Records for the exercise -

- - -

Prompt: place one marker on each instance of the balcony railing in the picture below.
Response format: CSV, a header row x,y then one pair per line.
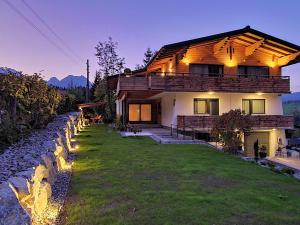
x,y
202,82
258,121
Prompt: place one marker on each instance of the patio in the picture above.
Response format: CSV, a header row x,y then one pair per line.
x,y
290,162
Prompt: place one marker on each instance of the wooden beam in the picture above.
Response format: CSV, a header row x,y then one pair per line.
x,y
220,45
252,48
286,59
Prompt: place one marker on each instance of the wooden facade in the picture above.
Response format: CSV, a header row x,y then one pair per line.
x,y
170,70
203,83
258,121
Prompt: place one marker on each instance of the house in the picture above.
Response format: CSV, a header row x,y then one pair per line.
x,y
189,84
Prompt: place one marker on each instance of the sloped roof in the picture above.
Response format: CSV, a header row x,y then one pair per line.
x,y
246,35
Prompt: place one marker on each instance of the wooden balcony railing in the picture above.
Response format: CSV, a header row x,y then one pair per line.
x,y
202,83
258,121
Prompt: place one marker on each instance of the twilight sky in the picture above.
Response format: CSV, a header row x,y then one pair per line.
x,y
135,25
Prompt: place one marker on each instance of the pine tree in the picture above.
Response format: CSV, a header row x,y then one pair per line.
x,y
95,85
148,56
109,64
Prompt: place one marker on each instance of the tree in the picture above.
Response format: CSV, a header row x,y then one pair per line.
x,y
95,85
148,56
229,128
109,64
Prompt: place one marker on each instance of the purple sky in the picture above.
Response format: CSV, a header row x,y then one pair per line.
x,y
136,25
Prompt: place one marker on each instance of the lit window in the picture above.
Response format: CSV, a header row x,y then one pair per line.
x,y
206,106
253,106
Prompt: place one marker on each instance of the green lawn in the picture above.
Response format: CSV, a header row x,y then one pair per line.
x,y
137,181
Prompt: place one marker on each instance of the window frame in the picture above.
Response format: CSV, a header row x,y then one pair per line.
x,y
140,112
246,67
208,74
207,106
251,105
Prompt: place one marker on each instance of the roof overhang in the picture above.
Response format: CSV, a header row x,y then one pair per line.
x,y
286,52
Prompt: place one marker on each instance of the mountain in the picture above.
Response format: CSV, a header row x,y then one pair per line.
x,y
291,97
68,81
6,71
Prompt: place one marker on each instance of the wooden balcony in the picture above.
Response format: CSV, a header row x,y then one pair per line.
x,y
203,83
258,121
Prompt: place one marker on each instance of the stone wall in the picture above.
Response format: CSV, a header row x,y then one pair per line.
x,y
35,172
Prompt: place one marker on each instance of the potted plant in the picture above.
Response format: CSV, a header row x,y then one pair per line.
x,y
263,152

- - -

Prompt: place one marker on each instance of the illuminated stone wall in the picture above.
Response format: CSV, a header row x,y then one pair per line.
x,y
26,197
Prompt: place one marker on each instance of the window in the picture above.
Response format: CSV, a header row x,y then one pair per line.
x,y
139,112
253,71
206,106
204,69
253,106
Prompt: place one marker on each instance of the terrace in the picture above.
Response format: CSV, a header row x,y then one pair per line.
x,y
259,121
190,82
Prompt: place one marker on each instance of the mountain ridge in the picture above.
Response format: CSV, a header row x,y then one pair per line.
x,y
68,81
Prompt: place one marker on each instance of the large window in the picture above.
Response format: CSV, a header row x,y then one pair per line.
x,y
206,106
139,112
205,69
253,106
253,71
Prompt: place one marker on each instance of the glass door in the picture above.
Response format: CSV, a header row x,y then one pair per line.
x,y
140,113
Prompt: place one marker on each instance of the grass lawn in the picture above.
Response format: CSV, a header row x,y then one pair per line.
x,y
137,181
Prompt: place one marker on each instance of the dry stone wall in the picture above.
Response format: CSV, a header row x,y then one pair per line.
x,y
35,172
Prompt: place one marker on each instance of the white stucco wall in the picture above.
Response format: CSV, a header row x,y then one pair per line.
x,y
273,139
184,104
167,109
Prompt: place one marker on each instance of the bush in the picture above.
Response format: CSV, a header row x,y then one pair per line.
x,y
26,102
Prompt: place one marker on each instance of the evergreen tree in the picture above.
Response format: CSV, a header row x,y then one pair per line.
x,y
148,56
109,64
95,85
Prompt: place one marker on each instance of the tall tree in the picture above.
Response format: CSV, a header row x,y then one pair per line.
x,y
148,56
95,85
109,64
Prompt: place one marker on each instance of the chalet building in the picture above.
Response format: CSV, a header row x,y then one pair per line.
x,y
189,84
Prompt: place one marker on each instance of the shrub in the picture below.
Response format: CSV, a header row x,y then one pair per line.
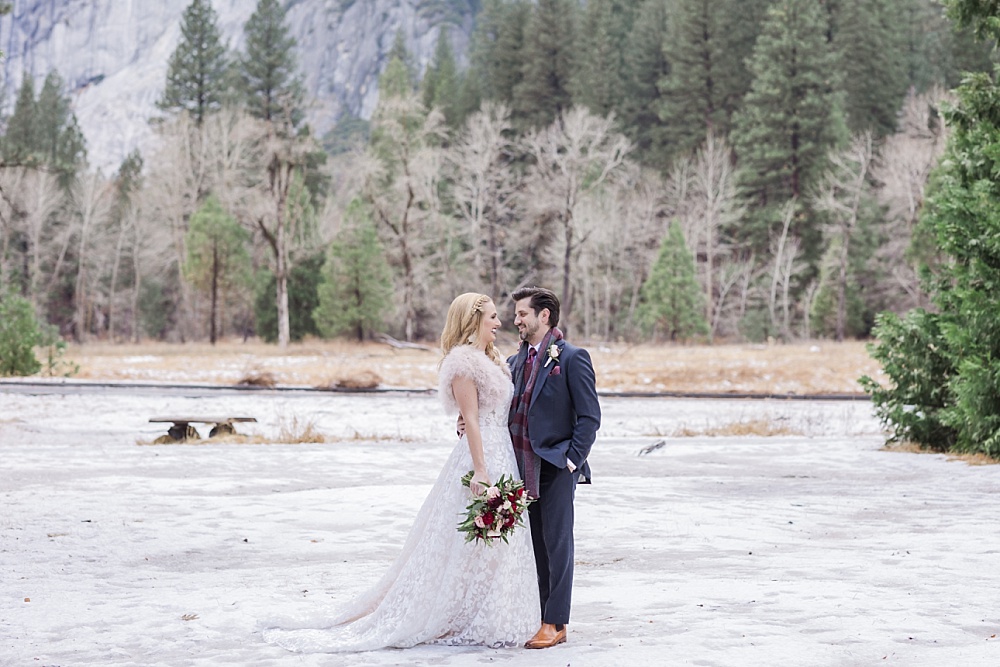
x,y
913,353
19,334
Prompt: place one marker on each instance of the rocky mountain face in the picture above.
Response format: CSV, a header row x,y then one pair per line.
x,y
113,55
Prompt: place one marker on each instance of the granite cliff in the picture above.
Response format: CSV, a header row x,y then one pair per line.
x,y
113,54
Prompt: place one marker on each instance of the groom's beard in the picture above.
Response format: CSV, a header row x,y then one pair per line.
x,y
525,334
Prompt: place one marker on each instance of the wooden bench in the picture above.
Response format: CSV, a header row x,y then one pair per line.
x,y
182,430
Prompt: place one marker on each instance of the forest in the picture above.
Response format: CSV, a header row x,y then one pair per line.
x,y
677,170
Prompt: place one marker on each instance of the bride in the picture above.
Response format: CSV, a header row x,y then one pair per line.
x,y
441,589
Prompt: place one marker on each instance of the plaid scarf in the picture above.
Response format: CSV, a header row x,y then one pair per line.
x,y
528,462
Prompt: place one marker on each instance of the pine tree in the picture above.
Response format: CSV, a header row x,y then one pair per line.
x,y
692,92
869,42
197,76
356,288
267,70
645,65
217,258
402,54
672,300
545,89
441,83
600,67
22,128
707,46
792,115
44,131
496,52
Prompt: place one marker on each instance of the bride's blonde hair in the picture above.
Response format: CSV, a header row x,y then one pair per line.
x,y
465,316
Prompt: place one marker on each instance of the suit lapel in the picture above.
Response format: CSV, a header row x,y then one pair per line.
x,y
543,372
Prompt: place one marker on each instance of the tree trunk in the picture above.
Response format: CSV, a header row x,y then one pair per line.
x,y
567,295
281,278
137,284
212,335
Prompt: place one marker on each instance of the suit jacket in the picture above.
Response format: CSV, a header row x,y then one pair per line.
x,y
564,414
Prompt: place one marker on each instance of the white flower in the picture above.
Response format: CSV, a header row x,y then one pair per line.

- - -

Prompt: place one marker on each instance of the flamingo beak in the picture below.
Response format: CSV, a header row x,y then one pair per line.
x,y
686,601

- - -

Direction -
Return each of the lines above that contains the word "suit".

Exercise solution -
Prompt: place one marker on each instance of the suit lapel in the picture above.
Prompt: place one marker on each instance of the suit jacket in the picture above.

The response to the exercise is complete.